Texte source:
Oui, les fleurs cancans donnent des indices tout au long du niveau et disent ce que le joueur pense peut-être déjà. Selon moi, cela va rendre ce jeu un peu moins solitaire.
Tezuka :
Nous nous sommes dit que le gameplay serait plus amusant si les fleurs cancans vous parlaient et si ce qu'elles disaient faisait écho avec ce que vous pensez. Bien entendu, il y a une option pour les faire taire, mais nous espérons qu'un maximum de personnes les écoutera.
Mouri :
Et en faisant partie intégrante du niveau, nous avons pu créer un nouveau type de gameplay Mario. Un objectif peut être de chercher une fleur cancan cachée par exemple ou réfléchir à la façon d'atteindre une fleur que vous avez repérée au-dessus de vous.
Kondo :
En discutant des niveaux de difficulté et des commentaires en direct, il a été dit que M. Tezuka « demandait l'impossible ». Je pense surtout qu'il y avait une différence entre la vision du monde de Mario que M. Tezuka et moi avions et celle du reste de l'équipe. Les développeurs ont trouvé des manières tout à fait créatives d'intégrer toutes les idées de gameplay dans chacun des jeux Mario jusqu'à maintenant, en tenant compte des spécifications et des limites de chaque console. Pour les membres de l'équipe de développement qui ont grandi en jouant à des jeux Mario, ils voient le monde décrit dans ces jeux comme le monde de Mario et ils veulent le reproduire dans les jeux qu'ils créent. Mais le monde de Mario que M. Tezuka et moi voyons est bien plus vaste et nous pouvons y intégrer tout ce qui nous paraît amusant. C'est peut-être pour ça qu'ils pensaient que « nous demandions l'impossible. »
Je vois. Donc le monde de Mario est l'endroit idéal pour tenter de nouvelles expériences. D'ailleurs, vous avez dit que l'équipe audio avait participé au brainstorming pour les idées de jeu. Ce n'est pas le cas en règle générale ?

Votre consigne:
D'après le texte source, que peut faire le joueur qui ne veut pas entendre parler les fleurs cancans ?

Les enregistrements:
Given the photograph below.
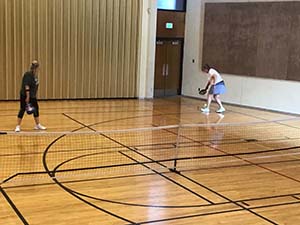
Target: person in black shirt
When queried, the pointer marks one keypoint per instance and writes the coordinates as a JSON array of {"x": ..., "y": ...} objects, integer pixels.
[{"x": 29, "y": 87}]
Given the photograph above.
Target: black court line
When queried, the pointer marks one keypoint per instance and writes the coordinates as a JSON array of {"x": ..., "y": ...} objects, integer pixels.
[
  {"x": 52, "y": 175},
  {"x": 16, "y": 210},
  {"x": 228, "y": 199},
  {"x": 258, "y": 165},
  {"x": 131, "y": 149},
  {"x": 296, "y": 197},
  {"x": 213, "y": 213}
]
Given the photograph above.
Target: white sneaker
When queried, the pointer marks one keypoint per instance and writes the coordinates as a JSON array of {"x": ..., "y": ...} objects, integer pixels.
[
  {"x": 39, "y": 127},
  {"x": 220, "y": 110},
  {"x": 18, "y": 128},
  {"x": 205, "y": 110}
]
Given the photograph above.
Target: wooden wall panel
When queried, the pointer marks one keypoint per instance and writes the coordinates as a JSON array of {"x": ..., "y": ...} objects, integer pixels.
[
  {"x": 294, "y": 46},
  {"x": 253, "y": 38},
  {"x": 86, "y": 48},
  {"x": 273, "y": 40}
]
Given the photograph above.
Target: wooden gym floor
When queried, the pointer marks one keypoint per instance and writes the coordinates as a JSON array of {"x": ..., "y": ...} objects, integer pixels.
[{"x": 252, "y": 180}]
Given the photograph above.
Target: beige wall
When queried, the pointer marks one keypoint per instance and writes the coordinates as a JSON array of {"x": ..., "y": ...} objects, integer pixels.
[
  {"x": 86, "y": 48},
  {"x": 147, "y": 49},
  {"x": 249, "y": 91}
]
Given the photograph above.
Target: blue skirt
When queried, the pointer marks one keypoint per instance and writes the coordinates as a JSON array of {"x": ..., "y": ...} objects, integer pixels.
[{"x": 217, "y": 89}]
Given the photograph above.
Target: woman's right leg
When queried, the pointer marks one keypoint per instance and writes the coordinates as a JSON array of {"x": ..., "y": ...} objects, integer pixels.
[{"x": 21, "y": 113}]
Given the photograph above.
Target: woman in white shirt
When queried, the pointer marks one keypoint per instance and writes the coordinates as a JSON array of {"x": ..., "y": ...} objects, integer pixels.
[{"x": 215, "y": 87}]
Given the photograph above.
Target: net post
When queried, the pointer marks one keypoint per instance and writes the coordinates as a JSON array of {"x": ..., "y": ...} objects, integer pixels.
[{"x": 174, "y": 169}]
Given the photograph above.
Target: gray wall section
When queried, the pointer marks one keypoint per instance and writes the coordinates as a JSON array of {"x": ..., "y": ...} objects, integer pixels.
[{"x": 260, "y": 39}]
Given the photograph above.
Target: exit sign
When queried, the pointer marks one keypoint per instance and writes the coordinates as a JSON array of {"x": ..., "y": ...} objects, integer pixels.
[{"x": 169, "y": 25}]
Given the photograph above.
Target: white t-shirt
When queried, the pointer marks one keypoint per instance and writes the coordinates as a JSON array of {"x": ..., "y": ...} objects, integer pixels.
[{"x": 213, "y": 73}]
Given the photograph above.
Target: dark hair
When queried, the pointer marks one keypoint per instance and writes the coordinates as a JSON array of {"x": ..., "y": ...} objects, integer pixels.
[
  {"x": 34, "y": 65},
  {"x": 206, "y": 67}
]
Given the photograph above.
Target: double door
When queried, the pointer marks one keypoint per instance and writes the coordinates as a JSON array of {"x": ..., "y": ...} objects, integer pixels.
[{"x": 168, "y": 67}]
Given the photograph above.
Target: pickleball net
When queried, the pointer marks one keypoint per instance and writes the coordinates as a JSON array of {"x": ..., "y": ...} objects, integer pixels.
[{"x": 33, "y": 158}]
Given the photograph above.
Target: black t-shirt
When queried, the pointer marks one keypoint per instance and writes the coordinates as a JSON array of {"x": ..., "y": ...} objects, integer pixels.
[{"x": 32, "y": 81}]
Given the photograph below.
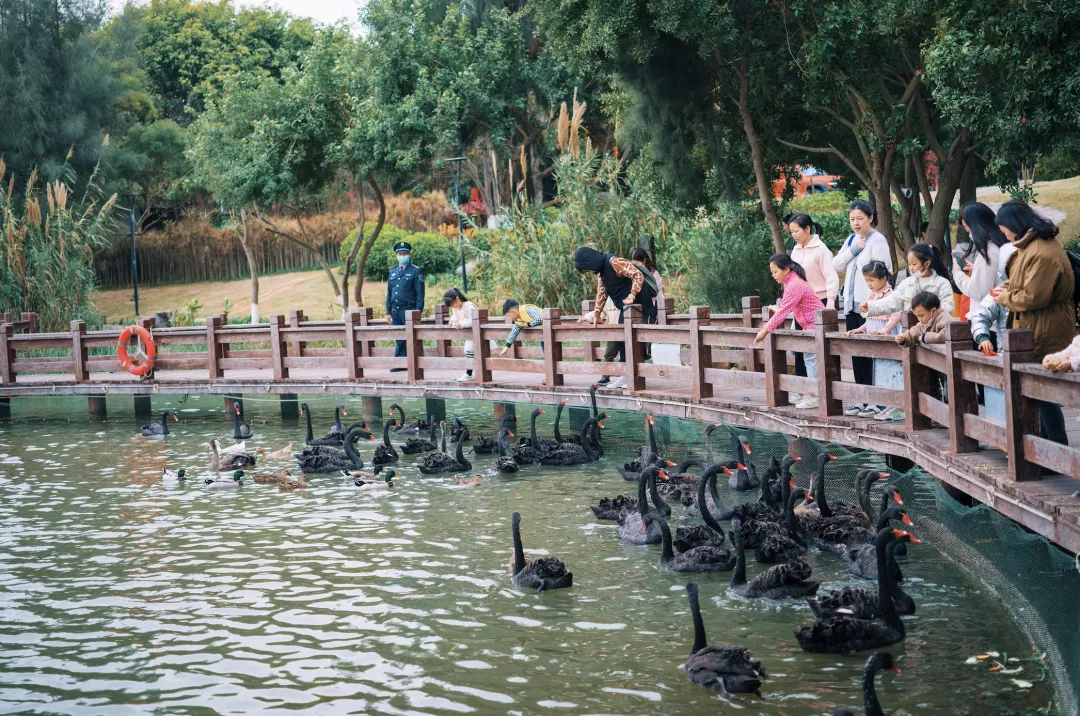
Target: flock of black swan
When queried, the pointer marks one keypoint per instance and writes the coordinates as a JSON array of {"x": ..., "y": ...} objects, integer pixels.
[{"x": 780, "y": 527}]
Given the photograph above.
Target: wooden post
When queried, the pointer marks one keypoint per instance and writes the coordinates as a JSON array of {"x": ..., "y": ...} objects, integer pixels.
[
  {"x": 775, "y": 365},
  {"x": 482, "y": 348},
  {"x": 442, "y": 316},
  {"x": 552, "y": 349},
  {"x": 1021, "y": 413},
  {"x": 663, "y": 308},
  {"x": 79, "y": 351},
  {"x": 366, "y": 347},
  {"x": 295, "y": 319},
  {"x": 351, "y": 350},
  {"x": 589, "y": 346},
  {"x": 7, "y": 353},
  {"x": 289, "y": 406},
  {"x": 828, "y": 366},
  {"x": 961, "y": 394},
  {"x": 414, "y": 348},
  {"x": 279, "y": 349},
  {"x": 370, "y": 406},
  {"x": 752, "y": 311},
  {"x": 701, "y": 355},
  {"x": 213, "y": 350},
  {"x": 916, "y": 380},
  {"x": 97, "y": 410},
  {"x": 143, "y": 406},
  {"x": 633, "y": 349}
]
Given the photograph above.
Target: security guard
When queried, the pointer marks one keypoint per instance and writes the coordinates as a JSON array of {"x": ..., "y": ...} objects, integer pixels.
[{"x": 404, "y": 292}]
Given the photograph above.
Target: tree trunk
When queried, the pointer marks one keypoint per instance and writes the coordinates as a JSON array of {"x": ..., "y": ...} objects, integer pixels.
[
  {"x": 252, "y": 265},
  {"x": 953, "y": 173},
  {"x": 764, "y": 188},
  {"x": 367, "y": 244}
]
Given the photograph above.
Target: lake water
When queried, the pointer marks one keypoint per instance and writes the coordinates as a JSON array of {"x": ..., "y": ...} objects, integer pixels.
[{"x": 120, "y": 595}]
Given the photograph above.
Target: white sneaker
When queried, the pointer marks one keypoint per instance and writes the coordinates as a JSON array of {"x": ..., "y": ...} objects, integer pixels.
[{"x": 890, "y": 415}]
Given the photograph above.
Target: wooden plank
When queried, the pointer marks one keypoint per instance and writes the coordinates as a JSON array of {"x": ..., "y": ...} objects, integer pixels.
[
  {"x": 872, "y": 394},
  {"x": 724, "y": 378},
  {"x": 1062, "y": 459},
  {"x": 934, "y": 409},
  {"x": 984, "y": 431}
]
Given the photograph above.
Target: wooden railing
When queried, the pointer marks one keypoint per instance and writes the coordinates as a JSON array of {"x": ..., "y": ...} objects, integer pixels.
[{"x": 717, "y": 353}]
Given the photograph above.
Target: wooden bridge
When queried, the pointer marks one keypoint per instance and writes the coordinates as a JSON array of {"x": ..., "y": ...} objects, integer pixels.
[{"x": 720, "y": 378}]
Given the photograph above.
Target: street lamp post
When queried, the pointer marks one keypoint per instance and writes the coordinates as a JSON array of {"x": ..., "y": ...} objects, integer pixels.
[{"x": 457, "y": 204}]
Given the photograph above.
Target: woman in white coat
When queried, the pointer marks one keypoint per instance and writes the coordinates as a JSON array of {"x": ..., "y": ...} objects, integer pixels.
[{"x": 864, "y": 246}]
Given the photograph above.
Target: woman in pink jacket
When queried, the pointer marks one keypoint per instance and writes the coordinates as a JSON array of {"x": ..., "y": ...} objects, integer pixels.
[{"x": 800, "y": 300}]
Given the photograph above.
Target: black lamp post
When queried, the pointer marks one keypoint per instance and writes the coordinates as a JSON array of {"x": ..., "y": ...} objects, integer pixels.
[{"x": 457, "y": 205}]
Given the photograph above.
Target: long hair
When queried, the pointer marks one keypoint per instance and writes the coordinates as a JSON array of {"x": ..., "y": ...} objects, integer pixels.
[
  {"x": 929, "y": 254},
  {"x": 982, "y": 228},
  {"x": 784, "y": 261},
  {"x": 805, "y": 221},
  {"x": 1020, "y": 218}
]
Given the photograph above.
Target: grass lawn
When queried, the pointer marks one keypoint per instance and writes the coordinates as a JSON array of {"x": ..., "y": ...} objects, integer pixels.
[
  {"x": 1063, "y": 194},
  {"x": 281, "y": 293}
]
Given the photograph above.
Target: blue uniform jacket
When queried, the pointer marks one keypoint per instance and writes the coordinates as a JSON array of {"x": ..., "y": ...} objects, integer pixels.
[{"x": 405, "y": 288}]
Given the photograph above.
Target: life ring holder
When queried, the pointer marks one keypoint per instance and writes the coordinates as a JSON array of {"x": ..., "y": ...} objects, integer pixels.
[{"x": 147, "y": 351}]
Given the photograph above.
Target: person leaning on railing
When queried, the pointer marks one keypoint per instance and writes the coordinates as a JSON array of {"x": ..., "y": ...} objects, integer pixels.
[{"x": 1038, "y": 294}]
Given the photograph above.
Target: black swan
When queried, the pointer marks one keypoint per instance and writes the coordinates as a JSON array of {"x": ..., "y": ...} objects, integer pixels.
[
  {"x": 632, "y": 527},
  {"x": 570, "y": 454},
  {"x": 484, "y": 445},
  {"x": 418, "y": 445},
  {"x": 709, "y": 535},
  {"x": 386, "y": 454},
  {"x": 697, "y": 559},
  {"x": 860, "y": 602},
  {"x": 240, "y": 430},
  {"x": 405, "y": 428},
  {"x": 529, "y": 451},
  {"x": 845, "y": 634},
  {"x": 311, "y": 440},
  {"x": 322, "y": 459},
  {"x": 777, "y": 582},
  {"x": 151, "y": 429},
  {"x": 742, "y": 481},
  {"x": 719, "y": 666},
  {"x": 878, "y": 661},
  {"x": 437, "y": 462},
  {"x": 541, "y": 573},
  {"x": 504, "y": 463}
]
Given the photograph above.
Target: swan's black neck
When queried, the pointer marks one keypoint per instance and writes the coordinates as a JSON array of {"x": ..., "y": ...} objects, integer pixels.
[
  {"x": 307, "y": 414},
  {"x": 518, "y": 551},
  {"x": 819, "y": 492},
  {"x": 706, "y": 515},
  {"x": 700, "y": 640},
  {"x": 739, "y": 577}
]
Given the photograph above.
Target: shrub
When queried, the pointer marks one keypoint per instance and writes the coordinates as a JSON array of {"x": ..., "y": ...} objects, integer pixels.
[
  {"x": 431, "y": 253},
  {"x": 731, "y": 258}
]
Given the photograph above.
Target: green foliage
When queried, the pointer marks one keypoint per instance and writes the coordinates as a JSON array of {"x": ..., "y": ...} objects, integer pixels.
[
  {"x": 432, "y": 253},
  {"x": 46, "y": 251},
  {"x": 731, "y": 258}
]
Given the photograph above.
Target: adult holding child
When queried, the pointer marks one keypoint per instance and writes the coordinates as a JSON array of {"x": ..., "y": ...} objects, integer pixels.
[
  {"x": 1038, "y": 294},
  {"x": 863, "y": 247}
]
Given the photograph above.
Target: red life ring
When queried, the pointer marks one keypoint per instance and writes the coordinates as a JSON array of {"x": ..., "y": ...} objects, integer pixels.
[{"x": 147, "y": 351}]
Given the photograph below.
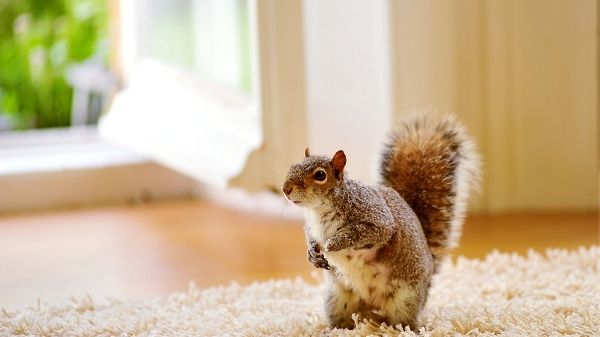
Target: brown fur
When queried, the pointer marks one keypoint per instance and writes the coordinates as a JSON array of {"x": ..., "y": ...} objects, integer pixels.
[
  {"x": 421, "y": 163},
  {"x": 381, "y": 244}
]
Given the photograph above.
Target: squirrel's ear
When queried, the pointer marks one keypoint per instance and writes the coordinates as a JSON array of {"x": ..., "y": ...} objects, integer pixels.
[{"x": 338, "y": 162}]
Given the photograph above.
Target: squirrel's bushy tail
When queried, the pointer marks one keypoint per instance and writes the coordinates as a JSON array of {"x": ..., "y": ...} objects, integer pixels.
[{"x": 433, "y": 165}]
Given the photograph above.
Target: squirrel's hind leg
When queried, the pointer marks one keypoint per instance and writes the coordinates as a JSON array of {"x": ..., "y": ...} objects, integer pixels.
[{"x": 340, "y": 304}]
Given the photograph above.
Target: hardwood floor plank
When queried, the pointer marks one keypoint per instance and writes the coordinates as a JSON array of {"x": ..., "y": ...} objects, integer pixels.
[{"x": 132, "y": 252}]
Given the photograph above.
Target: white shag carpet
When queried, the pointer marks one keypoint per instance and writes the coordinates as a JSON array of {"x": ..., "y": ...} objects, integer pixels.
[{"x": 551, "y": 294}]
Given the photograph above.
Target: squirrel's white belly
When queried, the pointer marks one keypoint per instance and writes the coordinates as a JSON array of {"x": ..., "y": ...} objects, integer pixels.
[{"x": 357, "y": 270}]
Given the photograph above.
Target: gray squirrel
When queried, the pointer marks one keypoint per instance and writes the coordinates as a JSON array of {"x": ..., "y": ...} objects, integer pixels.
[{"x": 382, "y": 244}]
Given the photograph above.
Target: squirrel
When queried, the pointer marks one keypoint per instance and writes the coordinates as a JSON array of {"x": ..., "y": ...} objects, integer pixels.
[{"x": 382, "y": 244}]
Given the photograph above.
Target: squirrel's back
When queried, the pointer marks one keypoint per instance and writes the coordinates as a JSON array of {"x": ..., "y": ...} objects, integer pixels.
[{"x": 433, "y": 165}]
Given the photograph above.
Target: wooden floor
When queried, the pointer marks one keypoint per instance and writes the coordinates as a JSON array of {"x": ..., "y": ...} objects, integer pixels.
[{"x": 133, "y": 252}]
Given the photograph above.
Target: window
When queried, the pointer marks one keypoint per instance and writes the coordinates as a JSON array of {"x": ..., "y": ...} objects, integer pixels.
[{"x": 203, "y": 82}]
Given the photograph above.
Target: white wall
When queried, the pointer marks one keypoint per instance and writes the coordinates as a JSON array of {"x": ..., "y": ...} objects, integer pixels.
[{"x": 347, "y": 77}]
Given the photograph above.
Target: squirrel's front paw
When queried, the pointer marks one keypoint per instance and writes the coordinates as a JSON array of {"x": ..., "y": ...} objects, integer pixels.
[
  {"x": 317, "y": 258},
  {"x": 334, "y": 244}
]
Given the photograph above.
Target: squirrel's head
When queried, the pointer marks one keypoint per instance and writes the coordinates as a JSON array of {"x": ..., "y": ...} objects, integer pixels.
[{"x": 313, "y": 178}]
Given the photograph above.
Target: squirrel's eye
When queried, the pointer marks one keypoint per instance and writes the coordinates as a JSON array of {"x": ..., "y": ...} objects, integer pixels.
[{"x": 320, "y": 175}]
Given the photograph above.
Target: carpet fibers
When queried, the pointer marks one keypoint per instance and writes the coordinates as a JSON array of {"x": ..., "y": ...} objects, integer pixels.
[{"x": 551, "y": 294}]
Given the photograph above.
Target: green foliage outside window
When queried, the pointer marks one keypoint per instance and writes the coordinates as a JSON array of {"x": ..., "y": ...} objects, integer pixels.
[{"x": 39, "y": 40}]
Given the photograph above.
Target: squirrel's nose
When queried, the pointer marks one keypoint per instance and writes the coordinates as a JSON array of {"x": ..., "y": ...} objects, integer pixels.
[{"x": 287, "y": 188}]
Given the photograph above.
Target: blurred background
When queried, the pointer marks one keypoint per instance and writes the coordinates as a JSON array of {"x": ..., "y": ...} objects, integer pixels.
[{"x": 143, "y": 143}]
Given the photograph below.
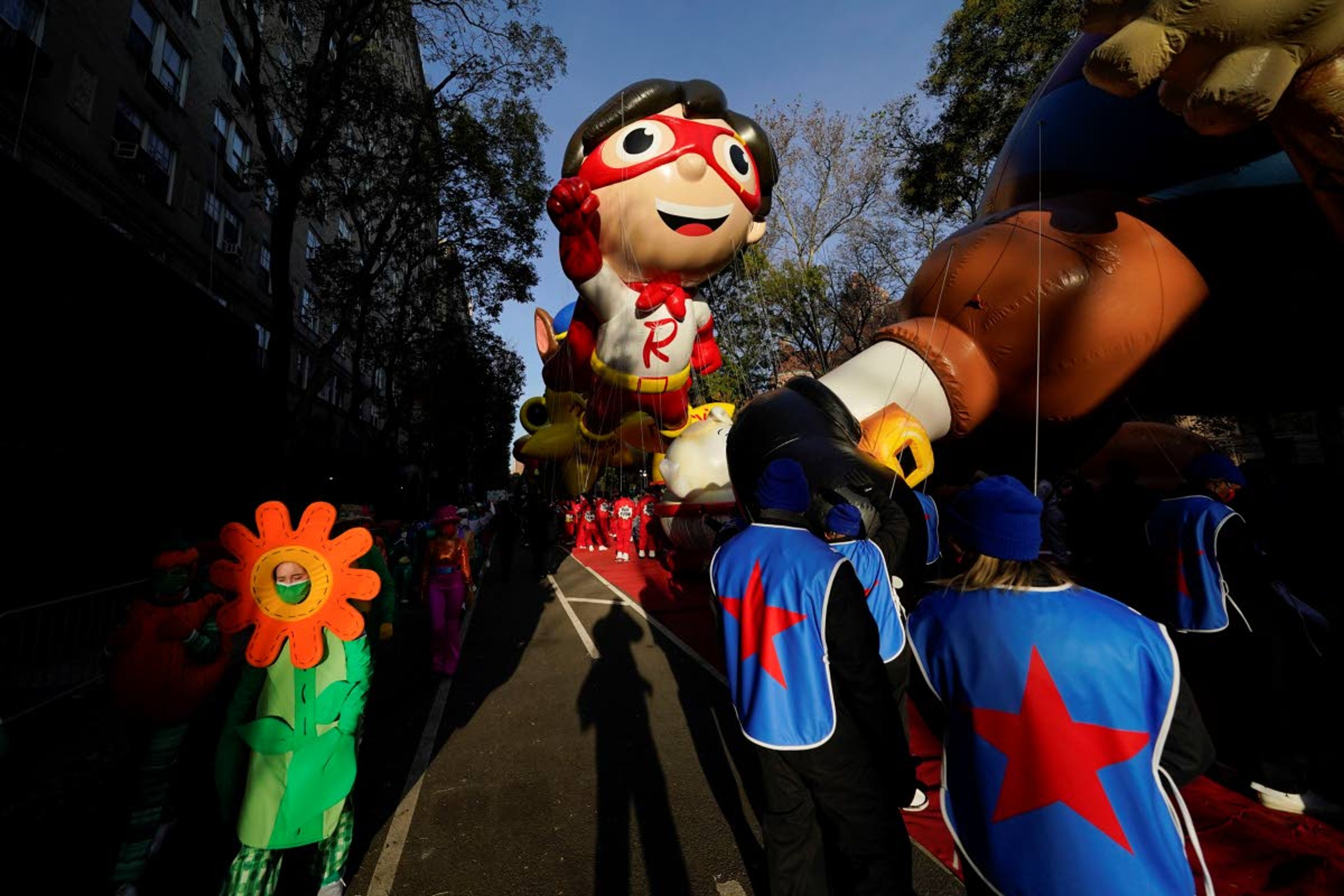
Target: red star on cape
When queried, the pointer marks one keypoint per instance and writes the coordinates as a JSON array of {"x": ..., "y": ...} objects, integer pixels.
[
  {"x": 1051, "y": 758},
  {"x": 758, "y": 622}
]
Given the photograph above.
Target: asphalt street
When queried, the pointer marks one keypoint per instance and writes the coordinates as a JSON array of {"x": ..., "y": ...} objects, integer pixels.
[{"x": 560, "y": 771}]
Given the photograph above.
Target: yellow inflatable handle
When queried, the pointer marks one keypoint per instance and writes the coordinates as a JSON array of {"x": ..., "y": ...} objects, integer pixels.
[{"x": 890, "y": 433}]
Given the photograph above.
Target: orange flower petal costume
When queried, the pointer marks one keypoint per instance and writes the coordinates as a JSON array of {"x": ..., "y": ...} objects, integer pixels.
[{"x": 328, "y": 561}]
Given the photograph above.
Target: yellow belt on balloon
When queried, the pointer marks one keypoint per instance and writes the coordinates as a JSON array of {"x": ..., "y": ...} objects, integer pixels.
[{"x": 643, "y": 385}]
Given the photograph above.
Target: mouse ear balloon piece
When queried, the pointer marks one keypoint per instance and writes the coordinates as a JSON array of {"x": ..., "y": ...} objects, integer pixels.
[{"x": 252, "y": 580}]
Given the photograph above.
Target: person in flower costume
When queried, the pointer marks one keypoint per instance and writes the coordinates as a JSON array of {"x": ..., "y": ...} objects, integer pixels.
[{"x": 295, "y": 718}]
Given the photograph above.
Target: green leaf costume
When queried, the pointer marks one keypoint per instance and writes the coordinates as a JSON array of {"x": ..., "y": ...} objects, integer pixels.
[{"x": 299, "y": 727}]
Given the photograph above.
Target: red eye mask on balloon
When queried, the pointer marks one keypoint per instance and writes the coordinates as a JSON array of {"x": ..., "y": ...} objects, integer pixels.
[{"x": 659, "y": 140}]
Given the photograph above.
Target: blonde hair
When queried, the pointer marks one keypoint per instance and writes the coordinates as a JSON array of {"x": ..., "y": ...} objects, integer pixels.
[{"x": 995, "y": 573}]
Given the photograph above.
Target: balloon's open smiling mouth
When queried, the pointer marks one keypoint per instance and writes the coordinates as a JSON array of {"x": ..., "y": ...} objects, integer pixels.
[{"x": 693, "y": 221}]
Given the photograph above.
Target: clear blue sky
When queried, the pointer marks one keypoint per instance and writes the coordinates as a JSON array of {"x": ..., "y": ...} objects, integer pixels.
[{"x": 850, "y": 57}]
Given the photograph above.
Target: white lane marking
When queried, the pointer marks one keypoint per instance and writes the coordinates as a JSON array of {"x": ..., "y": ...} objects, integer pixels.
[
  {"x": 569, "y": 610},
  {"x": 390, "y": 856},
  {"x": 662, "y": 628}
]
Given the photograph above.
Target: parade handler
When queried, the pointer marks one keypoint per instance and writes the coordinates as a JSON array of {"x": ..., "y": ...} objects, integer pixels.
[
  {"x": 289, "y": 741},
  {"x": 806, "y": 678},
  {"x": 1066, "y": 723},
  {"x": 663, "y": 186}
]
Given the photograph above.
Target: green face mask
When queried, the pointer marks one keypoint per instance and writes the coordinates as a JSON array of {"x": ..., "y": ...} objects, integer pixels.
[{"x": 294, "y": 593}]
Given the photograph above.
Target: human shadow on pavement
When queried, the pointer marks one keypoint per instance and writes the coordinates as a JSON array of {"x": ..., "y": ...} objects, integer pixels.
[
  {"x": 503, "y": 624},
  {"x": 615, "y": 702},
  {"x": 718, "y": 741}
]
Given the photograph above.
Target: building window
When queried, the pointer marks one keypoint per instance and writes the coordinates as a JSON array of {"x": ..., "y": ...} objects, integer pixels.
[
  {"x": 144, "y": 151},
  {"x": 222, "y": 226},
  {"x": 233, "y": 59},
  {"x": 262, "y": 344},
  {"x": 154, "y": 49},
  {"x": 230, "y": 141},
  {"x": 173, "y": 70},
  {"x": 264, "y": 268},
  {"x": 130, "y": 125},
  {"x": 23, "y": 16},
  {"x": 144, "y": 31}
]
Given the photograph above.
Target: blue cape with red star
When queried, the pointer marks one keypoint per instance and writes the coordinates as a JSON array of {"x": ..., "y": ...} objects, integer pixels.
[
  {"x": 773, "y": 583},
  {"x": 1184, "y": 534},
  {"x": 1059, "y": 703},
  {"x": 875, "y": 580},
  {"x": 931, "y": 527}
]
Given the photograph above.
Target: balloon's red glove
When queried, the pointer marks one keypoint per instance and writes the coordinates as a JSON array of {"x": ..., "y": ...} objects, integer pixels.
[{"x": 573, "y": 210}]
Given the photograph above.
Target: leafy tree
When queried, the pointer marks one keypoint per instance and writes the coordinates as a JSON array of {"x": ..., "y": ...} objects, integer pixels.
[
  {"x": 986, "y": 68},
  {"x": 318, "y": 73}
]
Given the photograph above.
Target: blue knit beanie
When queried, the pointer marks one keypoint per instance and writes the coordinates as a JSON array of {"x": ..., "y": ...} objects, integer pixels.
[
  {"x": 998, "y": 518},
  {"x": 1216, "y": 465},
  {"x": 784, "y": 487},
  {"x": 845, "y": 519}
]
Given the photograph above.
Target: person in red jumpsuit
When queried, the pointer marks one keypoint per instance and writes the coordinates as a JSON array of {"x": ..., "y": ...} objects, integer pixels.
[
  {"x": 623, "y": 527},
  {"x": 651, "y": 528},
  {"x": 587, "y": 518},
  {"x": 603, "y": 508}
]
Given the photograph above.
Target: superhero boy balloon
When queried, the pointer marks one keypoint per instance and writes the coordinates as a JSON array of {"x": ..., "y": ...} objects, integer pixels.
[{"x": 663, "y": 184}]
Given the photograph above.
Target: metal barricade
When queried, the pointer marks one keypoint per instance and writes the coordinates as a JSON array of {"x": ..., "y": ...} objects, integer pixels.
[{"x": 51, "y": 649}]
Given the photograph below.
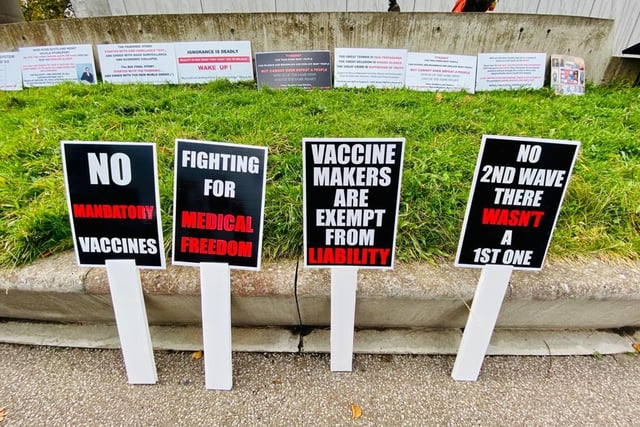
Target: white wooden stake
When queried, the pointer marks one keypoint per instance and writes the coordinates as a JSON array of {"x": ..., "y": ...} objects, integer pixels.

Votre réponse:
Il peut utiliser une option qui les fait taire.